### Material to process ###

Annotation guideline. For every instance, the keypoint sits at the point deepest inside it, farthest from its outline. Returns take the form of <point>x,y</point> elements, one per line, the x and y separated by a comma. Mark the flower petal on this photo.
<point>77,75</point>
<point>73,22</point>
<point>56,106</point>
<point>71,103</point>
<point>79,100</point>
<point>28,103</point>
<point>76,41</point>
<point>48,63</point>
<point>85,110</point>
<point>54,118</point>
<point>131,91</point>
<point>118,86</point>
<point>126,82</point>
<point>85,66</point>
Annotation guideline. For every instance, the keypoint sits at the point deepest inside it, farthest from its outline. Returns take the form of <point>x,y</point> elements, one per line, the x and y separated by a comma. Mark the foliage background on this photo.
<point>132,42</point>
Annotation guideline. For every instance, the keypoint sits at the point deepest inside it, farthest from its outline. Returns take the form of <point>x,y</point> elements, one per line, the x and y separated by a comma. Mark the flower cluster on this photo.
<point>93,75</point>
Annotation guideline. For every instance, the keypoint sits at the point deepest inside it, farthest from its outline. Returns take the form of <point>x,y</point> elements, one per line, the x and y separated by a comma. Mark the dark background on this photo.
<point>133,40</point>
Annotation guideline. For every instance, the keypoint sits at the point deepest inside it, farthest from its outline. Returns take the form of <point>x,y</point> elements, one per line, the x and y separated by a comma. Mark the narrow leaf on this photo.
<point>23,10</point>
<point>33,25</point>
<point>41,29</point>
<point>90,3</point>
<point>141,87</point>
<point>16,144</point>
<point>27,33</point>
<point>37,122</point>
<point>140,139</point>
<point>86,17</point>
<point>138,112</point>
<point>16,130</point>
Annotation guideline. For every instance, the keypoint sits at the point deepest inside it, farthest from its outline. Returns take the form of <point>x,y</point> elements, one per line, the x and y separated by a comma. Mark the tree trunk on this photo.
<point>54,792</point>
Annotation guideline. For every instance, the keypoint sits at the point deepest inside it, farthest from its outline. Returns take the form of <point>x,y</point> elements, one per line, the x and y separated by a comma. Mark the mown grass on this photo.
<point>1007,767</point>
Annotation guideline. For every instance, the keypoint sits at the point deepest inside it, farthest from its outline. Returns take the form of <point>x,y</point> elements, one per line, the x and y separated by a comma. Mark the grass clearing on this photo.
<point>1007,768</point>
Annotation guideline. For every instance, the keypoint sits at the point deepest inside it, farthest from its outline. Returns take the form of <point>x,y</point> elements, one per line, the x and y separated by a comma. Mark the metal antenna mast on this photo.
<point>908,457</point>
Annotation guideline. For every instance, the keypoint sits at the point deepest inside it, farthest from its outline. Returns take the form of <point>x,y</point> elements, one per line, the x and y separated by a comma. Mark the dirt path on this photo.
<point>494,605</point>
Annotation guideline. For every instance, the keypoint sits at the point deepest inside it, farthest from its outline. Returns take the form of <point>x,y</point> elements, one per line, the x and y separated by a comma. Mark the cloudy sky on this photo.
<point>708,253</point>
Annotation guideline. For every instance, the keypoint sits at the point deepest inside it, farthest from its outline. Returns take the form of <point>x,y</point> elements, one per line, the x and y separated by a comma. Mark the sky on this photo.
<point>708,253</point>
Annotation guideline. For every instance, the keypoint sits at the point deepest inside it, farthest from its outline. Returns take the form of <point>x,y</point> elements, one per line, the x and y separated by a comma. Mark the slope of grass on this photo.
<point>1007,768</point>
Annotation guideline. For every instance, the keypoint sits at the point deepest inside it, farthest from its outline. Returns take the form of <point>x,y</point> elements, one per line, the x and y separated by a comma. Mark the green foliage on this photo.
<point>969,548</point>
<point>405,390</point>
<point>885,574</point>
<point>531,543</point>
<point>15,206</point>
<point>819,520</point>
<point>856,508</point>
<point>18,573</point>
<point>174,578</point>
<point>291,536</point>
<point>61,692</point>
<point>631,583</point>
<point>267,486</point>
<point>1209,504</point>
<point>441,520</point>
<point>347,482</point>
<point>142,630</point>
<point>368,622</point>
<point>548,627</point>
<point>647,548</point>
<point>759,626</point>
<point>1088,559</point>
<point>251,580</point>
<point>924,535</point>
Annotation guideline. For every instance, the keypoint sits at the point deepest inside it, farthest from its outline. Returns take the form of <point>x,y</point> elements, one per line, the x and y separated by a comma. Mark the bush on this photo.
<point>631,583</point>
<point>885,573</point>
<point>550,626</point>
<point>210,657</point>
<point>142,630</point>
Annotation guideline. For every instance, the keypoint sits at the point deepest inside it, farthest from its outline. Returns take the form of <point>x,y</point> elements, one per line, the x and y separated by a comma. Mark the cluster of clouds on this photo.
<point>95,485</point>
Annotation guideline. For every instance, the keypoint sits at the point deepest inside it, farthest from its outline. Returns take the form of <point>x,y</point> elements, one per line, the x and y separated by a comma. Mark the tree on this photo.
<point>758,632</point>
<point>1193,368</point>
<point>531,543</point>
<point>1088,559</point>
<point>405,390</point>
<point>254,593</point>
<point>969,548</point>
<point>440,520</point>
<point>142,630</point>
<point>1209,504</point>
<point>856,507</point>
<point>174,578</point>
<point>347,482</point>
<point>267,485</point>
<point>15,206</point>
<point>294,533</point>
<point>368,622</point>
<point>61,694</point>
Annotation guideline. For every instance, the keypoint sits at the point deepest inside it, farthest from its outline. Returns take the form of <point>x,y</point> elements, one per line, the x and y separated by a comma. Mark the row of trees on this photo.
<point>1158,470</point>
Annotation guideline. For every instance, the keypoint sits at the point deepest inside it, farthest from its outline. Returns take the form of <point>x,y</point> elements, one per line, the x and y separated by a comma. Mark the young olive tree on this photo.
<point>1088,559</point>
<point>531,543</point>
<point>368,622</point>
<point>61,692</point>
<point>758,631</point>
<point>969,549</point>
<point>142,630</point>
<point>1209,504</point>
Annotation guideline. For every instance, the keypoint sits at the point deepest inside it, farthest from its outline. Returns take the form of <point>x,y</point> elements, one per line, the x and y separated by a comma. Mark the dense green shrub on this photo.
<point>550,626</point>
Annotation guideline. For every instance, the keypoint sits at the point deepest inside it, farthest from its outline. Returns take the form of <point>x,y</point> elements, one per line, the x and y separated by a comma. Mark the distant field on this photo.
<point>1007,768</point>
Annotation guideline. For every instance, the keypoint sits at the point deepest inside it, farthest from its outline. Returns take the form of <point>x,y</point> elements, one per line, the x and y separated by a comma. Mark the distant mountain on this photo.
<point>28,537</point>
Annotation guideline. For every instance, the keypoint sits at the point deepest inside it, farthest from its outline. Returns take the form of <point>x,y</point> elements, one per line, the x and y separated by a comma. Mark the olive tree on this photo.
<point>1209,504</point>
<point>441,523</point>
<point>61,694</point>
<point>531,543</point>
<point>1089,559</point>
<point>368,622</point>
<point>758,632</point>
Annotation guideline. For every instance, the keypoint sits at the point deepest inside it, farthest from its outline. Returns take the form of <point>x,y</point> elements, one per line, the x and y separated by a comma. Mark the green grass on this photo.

###

• Written request:
Please copy out the material above line for line, without changing anything.

• Exercise result:
Annotation guideline. For every instance, the keypoint sits at the point deepest inside it, farthest from its outline. Returns take the form of <point>x,y</point> elements, one per line, the x and y separated by a comma. Mark the flower petal on this photo.
<point>77,75</point>
<point>73,22</point>
<point>56,106</point>
<point>71,103</point>
<point>79,100</point>
<point>28,103</point>
<point>76,41</point>
<point>48,63</point>
<point>85,110</point>
<point>54,118</point>
<point>131,91</point>
<point>118,86</point>
<point>126,82</point>
<point>85,66</point>
Annotation guideline. For every instance, the keypoint sits at the point deepest inside it, farthest from its outline. Returns take the form of <point>x,y</point> elements, one per line, the x and y separated by a comma. Mark the foliage background on this photo.
<point>132,42</point>
Annotation guideline. For every instance, the keypoint sits at the point deepest inside it, farthest from its outline. Returns take the form of <point>x,y</point> elements, one per line, the x and y separated by a comma. Mark the flower cluster on this photo.
<point>93,75</point>
Annotation guideline. For every instance, the keypoint sits at the point deepest inside it, farthest from its outline. Returns take the form of <point>x,y</point> elements, one per line, the x and y separated by a comma. Mark the dark background on this photo.
<point>133,40</point>
Annotation guideline. For every instance, the keypoint sits at the point deepest inside it, farthest from its outline. Returns take the form of <point>x,y</point> elements, one per line, the x and y separated by a comma. Mark the narrow leaf on this photo.
<point>23,10</point>
<point>33,25</point>
<point>41,29</point>
<point>90,3</point>
<point>141,87</point>
<point>16,144</point>
<point>27,33</point>
<point>37,122</point>
<point>140,139</point>
<point>86,17</point>
<point>138,112</point>
<point>16,130</point>
Annotation guideline. For every instance, the keypoint sits at the point deepest inside it, farthest from its outline. Returns take the form of <point>x,y</point> elements, one per line, the x and y separated by a comma. Mark the tree trunk on this photo.
<point>54,792</point>
Annotation guideline. For every instance, the keypoint sits at the point deepest inside it, farthest from its outline. Returns take the form of <point>x,y</point> elements, one per line, the x and y separated by a comma. Mark the mown grass on this photo.
<point>1007,767</point>
Annotation guideline. For every instance, the keypoint sits at the point deepest inside it, farthest from its outline. Returns take the form of <point>x,y</point> elements, one per line, the x and y separated by a comma. Mark the grass clearing on this photo.
<point>1007,768</point>
Annotation guideline. For every instance, the keypoint sits at the point deepest inside it, farthest from its outline. Returns take the form of <point>x,y</point> elements, one per line, the x and y separated by a comma. Mark the metal antenna mast on this photo.
<point>908,457</point>
Annotation guideline. For every instance, the keypoint sits at the point deepest inside it, farthest from its outline. Returns take the form of <point>x,y</point> elements, one per line, the x and y separated by a comma. Mark the dirt path on this photo.
<point>494,605</point>
Annotation guideline. For every instance, the keypoint sits at the point deepest inside it, farthest from its outline. Returns take the form of <point>x,y</point> elements, one per line, the x and y separated by a comma. Mark the cloudy sky on this photo.
<point>708,253</point>
Annotation guideline. For every instance, the keypoint sits at the point deepest inside it, farthest from its outline. Returns take the form of <point>x,y</point> elements, one per line, the x and y separated by a comma. Mark the sky on this photo.
<point>708,253</point>
Annotation guideline. For every instance, the keypoint sits at the point deepest inside it, farthest from its outline. Returns take the form of <point>x,y</point> elements, one per line, the x and y separated by a comma. Mark the slope of grass on this photo.
<point>1007,768</point>
Annotation guideline. For every instance, the keypoint sits at the point deepest inside it, farthest from its outline. Returns take the form of <point>x,y</point> elements, one per line, the x and y separated by a comma. Mark the green foliage on this photo.
<point>969,548</point>
<point>405,390</point>
<point>885,574</point>
<point>531,543</point>
<point>15,206</point>
<point>819,520</point>
<point>856,508</point>
<point>18,573</point>
<point>174,578</point>
<point>291,536</point>
<point>61,692</point>
<point>631,583</point>
<point>267,486</point>
<point>1209,504</point>
<point>441,520</point>
<point>347,482</point>
<point>142,630</point>
<point>368,622</point>
<point>548,627</point>
<point>647,548</point>
<point>759,626</point>
<point>1088,559</point>
<point>251,580</point>
<point>924,535</point>
Annotation guideline. For every instance, the keypoint sits at the point deepest inside it, farthest from its outline. Returns take the form of <point>x,y</point> elements, one per line, the x and y separated by a comma. Mark the bush on this photo.
<point>631,583</point>
<point>885,573</point>
<point>550,626</point>
<point>210,657</point>
<point>142,630</point>
Annotation guideline. For every instance, the keypoint sits at the point deepest inside it, farthest from its outline. Returns take the form of <point>x,y</point> elements, one per line, the x and y separated by a comma. Mark the cluster of clouds on this photo.
<point>95,485</point>
Annotation guideline. For every instance, the keypoint sits at the point deepest inside it, farthest from its outline. Returns take the form of <point>x,y</point> elements, one per line, the x and y separated by a comma. Mark the tree on this photo.
<point>758,632</point>
<point>1193,368</point>
<point>531,543</point>
<point>1088,559</point>
<point>405,390</point>
<point>254,593</point>
<point>969,548</point>
<point>440,520</point>
<point>142,630</point>
<point>1209,504</point>
<point>856,507</point>
<point>174,578</point>
<point>347,482</point>
<point>267,485</point>
<point>15,206</point>
<point>294,533</point>
<point>368,622</point>
<point>61,694</point>
Annotation guideline. For every instance, the keypoint sits at the point deepest inside it, farthest from its outline. Returns take the form of <point>x,y</point> elements, one per line, the x and y separated by a comma. Mark the row of trees on this photo.
<point>1158,470</point>
Annotation guideline. For every instance, the keypoint sits at the point deepest inside it, farthest from its outline. Returns take the form of <point>x,y</point> elements, one per line, the x and y separated by a comma. Mark the young olive tree on this photo.
<point>1088,559</point>
<point>531,543</point>
<point>368,622</point>
<point>61,692</point>
<point>758,631</point>
<point>969,549</point>
<point>142,630</point>
<point>1209,504</point>
Annotation guideline. For every instance, the keypoint sits at the point deepest inside it, farthest from its outline. Returns take the form of <point>x,y</point> elements, one per line, the x and y separated by a comma. Mark the dense green shrub on this photo.
<point>550,626</point>
Annotation guideline. For every instance, the keypoint sits at the point deepest inside it, farthest from its outline. Returns take the form of <point>x,y</point> elements, one per line, the x and y separated by a comma. Mark the distant field on this photo.
<point>1007,768</point>
Annotation guideline. For every instance, the keypoint sits at the point deepest inside it, farthest from its outline. Returns take the form of <point>x,y</point> elements, one per line, the x and y separated by a comma. Mark the distant mountain on this photo.
<point>28,537</point>
Annotation guideline. For every instance, the keypoint sits at the point deepest inside it, farthest from its outline. Returns take the form of <point>x,y</point> elements, one per line, the x and y separated by a comma. Mark the olive tree on this photo.
<point>1209,504</point>
<point>441,523</point>
<point>61,694</point>
<point>531,543</point>
<point>1089,559</point>
<point>368,622</point>
<point>758,632</point>
Annotation guideline. For every instance, the keypoint sits at the point deepest inside it, farthest from its outline. Returns take the form of <point>x,y</point> elements, one per line, the x and y separated by a comma. Mark the green grass on this photo.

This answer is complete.